REQUIRED WORK -> Please print every line from the one containing "Target: corrugated metal roof" through the last line of the records below, exactly as written and nothing more.

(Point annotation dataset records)
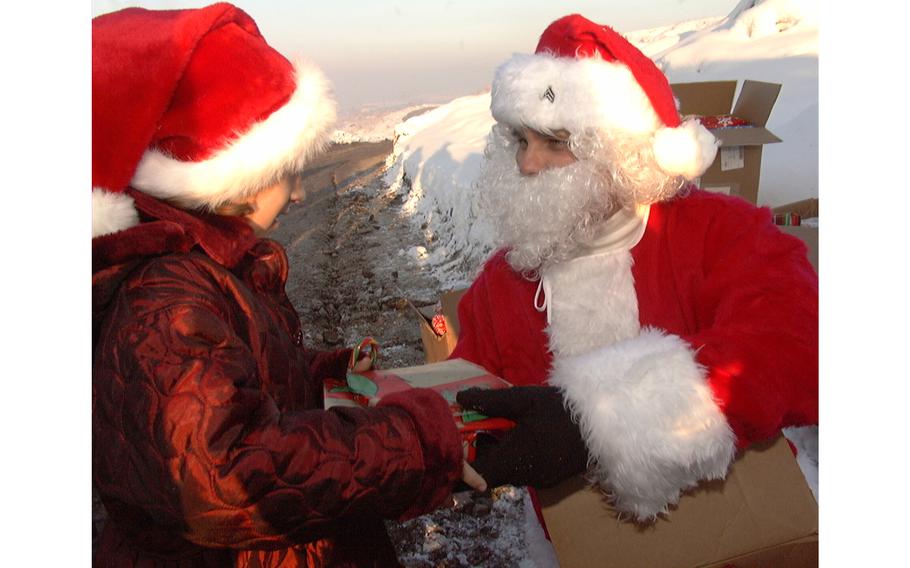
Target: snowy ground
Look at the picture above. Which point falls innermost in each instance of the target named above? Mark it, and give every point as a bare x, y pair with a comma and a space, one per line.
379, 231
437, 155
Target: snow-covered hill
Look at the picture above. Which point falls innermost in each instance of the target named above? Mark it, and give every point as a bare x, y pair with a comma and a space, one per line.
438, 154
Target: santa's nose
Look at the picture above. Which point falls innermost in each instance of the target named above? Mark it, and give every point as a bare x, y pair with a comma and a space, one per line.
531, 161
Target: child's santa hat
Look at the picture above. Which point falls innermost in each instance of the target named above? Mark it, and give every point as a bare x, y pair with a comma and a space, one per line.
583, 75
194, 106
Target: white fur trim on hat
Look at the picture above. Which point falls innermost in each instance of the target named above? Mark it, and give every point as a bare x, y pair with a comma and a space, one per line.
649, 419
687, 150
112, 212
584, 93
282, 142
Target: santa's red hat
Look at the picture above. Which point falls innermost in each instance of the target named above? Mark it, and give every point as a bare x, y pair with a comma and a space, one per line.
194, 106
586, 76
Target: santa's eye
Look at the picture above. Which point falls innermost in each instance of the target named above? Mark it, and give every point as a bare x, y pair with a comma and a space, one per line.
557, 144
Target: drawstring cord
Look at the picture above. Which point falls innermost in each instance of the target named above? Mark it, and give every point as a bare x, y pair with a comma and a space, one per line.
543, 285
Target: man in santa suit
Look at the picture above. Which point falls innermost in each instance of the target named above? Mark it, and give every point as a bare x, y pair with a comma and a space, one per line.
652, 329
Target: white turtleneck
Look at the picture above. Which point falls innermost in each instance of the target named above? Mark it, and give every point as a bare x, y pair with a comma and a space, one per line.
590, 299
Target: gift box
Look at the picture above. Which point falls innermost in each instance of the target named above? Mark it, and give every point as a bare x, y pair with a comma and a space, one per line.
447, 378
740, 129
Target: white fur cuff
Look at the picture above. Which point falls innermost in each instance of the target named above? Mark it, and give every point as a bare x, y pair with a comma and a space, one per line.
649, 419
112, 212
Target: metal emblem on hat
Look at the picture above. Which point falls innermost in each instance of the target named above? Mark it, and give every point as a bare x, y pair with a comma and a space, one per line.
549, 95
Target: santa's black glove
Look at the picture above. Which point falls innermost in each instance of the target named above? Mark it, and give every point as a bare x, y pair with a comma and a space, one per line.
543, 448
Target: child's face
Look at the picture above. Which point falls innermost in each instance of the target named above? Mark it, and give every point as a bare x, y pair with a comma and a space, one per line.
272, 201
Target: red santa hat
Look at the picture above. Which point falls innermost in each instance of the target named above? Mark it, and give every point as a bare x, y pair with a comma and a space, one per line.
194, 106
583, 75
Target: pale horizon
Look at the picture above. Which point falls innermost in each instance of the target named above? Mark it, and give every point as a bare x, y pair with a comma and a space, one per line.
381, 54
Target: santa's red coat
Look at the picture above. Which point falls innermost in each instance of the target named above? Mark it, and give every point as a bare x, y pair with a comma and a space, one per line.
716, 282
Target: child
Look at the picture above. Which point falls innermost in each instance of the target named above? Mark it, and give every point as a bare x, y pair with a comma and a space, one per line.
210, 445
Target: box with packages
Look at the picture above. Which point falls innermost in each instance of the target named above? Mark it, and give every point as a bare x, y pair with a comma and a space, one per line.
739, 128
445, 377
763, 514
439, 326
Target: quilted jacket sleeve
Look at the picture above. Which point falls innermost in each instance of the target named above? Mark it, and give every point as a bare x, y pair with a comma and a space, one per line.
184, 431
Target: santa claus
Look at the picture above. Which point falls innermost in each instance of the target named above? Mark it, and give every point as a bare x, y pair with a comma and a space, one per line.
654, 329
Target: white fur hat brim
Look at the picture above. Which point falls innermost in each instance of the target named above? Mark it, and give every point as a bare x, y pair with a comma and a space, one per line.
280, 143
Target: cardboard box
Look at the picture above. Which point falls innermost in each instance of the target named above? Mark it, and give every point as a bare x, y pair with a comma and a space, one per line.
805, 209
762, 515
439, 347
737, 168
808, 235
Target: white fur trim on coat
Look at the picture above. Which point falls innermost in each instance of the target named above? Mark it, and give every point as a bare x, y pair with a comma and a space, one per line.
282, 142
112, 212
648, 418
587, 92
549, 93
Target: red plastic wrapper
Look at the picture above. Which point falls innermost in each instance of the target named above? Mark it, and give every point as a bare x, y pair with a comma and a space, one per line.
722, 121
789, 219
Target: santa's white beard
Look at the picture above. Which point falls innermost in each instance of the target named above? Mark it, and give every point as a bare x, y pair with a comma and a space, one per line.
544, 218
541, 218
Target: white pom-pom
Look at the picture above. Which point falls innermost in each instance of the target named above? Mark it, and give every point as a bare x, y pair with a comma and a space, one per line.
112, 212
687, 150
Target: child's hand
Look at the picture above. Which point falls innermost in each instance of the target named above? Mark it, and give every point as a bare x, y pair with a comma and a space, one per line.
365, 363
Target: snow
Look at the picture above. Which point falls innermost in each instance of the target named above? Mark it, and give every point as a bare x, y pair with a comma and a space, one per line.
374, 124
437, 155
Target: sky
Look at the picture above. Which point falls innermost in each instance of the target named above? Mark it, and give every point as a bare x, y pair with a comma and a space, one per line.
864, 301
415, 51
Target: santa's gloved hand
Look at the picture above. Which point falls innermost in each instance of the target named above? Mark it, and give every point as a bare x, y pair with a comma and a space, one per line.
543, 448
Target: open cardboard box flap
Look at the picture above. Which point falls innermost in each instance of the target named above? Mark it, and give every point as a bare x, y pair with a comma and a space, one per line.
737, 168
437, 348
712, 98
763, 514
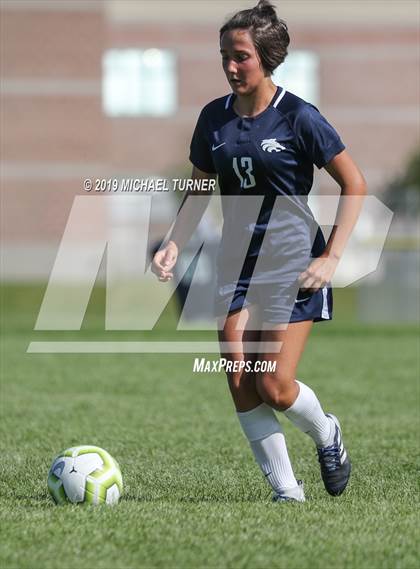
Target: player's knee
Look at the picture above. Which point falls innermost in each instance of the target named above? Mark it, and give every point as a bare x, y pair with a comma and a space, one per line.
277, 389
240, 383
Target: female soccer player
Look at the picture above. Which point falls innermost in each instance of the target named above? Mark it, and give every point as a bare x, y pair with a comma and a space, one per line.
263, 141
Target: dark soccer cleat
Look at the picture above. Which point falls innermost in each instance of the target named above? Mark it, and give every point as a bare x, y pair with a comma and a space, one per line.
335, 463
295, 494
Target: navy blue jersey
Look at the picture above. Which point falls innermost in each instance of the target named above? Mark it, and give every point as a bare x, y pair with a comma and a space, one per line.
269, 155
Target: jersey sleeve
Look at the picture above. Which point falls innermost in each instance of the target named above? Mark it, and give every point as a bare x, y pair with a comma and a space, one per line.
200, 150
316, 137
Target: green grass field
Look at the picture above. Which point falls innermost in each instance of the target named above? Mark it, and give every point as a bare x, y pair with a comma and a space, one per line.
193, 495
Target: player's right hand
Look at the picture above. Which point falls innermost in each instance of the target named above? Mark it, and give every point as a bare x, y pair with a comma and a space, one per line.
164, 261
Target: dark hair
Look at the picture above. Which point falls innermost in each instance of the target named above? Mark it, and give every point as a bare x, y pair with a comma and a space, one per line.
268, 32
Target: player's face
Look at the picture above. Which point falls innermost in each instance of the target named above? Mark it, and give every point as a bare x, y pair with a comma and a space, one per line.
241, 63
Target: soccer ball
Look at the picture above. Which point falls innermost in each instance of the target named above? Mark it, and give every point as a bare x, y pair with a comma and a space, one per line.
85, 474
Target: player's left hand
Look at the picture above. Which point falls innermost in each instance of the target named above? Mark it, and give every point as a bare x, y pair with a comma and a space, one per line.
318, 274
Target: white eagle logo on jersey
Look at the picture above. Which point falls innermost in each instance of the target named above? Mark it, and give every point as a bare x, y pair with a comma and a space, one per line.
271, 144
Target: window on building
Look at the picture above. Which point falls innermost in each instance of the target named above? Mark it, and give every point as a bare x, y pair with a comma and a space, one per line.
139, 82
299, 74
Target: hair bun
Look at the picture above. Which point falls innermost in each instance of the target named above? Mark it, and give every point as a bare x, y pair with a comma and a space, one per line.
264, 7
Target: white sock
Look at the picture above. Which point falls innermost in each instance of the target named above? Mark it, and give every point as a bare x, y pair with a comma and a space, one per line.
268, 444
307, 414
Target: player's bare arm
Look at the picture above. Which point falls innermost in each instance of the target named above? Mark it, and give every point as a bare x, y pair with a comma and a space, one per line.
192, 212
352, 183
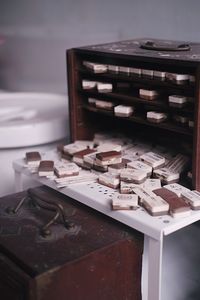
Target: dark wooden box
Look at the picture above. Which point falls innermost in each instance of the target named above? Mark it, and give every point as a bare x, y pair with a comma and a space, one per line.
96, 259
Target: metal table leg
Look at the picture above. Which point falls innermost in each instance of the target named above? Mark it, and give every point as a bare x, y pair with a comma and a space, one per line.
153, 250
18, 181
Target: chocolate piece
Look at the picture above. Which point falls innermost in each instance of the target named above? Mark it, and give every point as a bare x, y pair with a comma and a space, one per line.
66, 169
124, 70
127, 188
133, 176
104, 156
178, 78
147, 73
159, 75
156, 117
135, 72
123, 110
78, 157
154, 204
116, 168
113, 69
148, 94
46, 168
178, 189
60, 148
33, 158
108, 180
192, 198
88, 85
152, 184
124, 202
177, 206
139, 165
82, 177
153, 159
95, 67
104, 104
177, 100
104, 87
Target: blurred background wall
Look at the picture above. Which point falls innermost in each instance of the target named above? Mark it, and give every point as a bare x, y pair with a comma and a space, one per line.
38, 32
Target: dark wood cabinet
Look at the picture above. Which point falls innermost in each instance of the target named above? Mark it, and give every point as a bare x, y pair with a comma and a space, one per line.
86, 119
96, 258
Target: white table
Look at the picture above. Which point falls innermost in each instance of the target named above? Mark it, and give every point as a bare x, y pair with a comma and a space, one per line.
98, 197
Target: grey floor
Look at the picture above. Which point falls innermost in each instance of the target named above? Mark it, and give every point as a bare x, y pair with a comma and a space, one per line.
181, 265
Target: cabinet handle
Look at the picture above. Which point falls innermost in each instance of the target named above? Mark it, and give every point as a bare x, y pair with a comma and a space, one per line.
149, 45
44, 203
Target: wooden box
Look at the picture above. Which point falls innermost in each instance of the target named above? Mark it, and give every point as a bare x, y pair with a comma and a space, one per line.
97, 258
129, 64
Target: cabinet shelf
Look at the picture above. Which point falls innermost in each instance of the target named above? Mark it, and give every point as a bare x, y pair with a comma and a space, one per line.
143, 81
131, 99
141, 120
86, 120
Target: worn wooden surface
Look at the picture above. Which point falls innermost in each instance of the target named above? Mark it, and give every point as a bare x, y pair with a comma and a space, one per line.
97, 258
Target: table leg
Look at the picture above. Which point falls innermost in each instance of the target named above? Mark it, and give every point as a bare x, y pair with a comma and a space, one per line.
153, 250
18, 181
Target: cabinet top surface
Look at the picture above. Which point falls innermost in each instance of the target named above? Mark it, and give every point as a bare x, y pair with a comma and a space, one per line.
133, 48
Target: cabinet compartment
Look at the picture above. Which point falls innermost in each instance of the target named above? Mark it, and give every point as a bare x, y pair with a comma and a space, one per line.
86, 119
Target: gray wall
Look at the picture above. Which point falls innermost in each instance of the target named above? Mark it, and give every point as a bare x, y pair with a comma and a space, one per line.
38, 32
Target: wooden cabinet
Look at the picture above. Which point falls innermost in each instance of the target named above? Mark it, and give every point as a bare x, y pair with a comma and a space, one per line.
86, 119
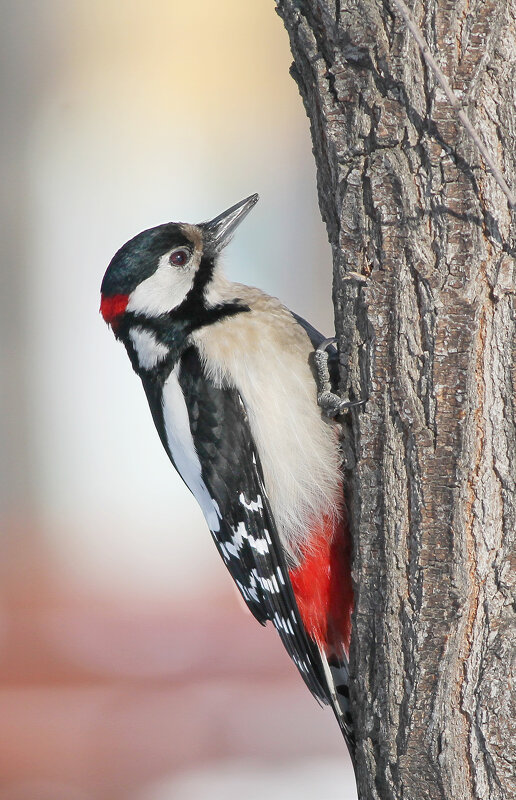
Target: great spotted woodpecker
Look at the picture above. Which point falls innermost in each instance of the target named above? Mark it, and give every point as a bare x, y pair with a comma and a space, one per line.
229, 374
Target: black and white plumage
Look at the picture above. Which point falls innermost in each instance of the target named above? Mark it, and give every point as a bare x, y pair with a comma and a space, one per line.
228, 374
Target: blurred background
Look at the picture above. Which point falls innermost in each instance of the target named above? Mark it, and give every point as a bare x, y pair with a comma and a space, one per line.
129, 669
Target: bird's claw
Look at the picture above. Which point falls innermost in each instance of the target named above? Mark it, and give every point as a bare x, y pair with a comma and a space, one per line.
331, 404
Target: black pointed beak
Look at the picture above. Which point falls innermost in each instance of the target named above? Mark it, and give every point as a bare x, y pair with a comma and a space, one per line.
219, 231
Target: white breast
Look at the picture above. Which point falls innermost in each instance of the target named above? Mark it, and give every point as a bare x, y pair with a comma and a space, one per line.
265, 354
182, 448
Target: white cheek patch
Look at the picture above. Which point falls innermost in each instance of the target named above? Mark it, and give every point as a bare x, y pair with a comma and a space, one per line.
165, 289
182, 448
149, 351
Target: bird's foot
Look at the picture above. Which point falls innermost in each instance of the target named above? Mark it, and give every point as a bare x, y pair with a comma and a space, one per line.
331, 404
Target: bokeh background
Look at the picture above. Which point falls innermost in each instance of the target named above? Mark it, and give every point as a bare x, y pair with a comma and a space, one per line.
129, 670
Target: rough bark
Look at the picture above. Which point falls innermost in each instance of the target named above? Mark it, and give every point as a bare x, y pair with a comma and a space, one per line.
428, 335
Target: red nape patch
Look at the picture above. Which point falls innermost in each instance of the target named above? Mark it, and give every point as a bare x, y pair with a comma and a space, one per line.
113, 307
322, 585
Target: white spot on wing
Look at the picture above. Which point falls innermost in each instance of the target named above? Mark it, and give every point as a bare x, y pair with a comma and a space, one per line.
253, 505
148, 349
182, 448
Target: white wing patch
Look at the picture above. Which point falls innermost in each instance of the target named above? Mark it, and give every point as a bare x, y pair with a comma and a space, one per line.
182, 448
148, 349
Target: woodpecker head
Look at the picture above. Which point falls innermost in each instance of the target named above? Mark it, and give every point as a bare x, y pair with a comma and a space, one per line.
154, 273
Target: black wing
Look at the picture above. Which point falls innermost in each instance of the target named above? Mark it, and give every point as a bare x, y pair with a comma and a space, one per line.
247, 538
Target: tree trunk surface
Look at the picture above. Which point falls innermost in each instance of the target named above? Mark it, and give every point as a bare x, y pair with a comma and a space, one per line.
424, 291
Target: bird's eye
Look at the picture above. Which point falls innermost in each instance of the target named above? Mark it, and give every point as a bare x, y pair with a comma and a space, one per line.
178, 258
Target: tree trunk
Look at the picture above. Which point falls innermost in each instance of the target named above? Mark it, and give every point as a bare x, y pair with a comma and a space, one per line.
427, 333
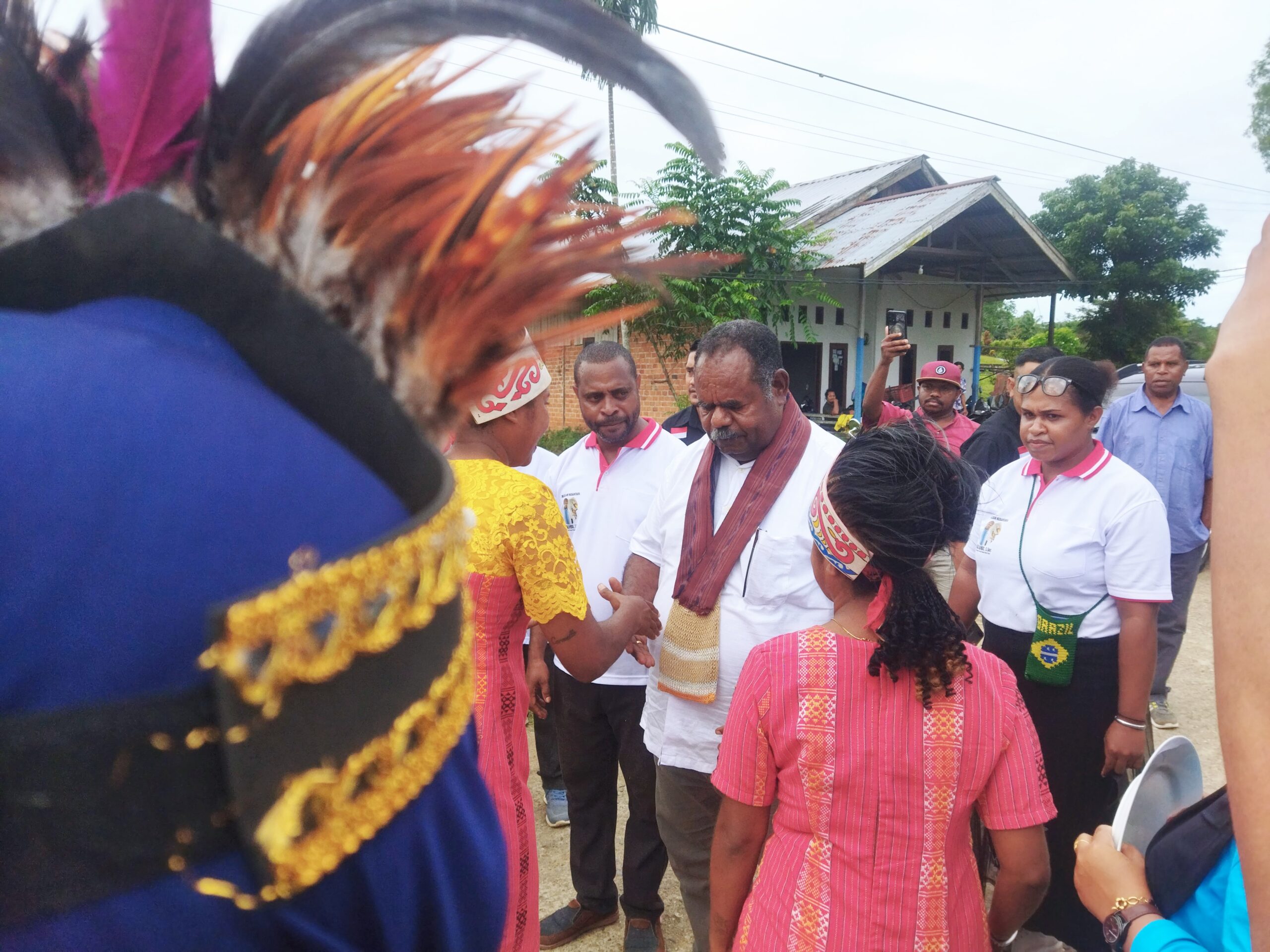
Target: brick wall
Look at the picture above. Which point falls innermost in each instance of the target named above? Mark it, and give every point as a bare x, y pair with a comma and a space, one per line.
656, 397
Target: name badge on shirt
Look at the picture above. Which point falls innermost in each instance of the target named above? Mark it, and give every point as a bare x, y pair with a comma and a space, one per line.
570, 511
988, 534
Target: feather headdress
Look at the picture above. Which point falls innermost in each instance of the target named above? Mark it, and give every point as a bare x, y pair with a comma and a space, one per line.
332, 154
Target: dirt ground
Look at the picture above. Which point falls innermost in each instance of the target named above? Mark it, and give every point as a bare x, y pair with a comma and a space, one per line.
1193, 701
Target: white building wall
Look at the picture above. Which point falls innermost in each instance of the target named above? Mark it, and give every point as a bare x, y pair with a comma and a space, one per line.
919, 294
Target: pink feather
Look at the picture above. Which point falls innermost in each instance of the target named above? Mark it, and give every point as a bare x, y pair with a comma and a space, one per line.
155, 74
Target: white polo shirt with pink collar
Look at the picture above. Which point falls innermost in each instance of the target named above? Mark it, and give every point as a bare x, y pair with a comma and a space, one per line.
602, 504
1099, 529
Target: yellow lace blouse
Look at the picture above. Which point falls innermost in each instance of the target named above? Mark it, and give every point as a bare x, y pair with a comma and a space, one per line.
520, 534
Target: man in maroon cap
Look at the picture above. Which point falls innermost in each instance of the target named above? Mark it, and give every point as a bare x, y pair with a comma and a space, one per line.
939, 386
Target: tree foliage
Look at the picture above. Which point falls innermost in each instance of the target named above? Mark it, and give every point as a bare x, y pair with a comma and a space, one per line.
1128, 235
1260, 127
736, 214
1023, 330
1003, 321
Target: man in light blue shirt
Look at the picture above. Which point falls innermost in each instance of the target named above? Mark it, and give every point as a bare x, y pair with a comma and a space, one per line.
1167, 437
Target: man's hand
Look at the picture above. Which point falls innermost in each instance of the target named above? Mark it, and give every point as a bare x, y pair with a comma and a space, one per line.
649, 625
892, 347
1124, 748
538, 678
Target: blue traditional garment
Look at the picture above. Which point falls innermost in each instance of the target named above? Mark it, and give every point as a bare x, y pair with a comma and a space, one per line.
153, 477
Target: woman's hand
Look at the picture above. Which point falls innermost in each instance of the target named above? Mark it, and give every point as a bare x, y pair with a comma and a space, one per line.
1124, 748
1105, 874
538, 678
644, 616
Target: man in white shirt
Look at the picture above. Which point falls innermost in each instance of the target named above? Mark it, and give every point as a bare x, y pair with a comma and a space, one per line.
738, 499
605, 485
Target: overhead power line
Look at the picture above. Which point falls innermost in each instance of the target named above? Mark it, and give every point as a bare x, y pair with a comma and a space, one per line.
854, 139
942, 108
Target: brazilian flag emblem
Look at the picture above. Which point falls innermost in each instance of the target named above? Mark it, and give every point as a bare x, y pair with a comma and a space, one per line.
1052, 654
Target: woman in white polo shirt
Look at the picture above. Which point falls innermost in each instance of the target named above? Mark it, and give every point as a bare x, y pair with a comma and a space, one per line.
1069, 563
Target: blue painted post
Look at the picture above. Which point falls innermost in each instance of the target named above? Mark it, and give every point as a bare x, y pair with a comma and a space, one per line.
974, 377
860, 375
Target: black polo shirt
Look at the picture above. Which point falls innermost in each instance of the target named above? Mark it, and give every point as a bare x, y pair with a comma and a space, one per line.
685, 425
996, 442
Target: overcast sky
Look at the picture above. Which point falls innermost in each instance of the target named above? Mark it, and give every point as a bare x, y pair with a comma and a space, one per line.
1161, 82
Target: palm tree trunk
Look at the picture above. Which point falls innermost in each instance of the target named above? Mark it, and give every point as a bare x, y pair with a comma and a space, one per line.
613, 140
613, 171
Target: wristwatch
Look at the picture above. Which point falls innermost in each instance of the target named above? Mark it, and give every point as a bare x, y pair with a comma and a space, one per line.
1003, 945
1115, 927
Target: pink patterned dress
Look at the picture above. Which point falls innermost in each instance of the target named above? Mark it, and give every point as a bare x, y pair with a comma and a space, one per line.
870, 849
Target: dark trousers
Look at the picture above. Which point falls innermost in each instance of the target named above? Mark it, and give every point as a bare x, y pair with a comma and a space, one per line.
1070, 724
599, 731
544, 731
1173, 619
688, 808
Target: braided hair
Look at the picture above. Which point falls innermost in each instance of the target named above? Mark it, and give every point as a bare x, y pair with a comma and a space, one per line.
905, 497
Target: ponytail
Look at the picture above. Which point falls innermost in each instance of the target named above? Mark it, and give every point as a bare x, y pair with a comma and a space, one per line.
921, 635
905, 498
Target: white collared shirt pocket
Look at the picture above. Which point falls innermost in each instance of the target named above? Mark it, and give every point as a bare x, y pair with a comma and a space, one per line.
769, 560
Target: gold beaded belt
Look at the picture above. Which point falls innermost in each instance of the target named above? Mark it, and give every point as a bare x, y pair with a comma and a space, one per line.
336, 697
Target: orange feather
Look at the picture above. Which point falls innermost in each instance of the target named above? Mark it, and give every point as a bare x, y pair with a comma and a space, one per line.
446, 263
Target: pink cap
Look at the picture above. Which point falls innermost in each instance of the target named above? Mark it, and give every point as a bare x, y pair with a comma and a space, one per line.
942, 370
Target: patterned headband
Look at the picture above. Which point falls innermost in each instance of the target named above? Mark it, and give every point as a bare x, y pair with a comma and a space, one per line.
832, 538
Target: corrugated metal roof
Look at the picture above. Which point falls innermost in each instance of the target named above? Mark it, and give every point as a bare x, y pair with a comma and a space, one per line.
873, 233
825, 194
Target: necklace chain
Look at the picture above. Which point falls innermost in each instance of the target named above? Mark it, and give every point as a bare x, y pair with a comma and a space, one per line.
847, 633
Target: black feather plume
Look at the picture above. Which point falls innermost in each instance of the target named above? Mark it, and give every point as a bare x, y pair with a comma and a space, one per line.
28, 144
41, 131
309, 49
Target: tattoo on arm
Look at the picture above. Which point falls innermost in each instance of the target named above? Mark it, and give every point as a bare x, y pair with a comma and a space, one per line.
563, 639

EXERCISE OUTPUT ->
Target: corrugated metal roof
Look at the picture above. Which point falls innermost in each instance of the target named above? Mark it, and give every point as a bare x, y pair with a comma and a space, one per line.
873, 233
825, 194
Target: necklace chain
Look at the picture above. Which point falls innermost in each instance of the target named above? Mark it, and give every point as a bare x, y pair with a comma and a space, one per line.
847, 633
Target: black feather plume
Look at the picture above. Which point falls innermost in each instance of the target named above? Mark it, and give every point as a bare x, y pair with a comma and a space, one per line.
28, 144
41, 131
309, 49
Target: tattoo on arm
Look at the picture above. Which point falls innermost in each instance of the target named above? Mark it, and give every point as a bare x, y pair with a comma and a space, one per line.
563, 639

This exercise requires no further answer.